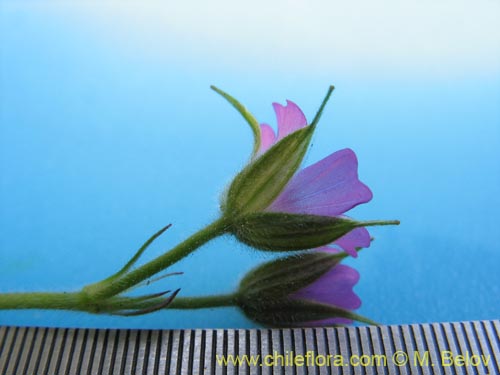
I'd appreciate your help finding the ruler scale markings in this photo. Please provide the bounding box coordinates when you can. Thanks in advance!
[153,329,165,374]
[457,323,479,375]
[197,329,207,374]
[472,322,498,374]
[5,327,28,374]
[17,328,38,374]
[293,328,307,375]
[205,330,217,374]
[227,329,237,375]
[280,328,296,375]
[0,327,10,372]
[177,330,192,374]
[0,326,9,358]
[170,331,184,374]
[269,329,285,374]
[311,328,328,375]
[99,329,118,374]
[480,321,500,374]
[260,329,273,374]
[70,329,89,374]
[0,327,19,374]
[233,330,241,375]
[400,324,423,375]
[144,329,159,374]
[238,329,250,375]
[411,324,434,375]
[300,328,317,375]
[431,323,459,375]
[79,329,97,375]
[357,327,374,375]
[440,323,465,374]
[48,328,69,374]
[165,331,174,375]
[211,329,222,375]
[40,328,59,374]
[0,321,500,375]
[421,325,443,374]
[140,330,153,375]
[462,322,487,374]
[321,328,333,375]
[28,328,49,374]
[120,329,138,375]
[91,329,109,374]
[391,326,412,375]
[183,329,198,374]
[378,326,400,375]
[113,329,130,374]
[452,323,474,375]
------------------------------
= PROBLEM REQUIREMENTS =
Express the data as a JSON list of strings, one string per line and no blank lines, starting at the beginning of the data and going on through the line that contains "[462,322,487,374]", with both ends included. Leave the pictures out of the list.

= SOLUTION TO THIS PROBLEM =
[
  "I'd appreciate your help finding the ruler scale markings in this photo. Please provide the bounding box coordinates when you can. Thanks in advance!",
  "[153,329,165,374]",
  "[457,323,479,375]",
  "[197,329,207,374]",
  "[472,322,498,374]",
  "[5,327,28,374]",
  "[17,328,38,374]",
  "[293,328,307,375]",
  "[205,330,217,374]",
  "[227,329,237,375]",
  "[280,328,296,375]",
  "[0,327,10,372]",
  "[177,330,192,374]",
  "[0,326,9,358]",
  "[170,331,184,374]",
  "[269,329,285,374]",
  "[311,328,328,375]",
  "[99,329,118,374]",
  "[480,321,500,374]",
  "[260,329,273,374]",
  "[70,329,89,374]",
  "[0,327,19,374]",
  "[233,330,241,375]",
  "[400,324,423,375]",
  "[144,329,159,374]",
  "[238,329,250,375]",
  "[411,324,434,375]",
  "[300,328,317,375]",
  "[431,323,459,375]",
  "[79,329,97,375]",
  "[357,327,374,375]",
  "[440,323,465,374]",
  "[48,328,69,374]",
  "[165,331,174,375]",
  "[211,329,222,375]",
  "[40,328,59,374]",
  "[0,321,500,375]",
  "[421,325,443,374]",
  "[140,330,153,375]",
  "[462,322,487,374]"
]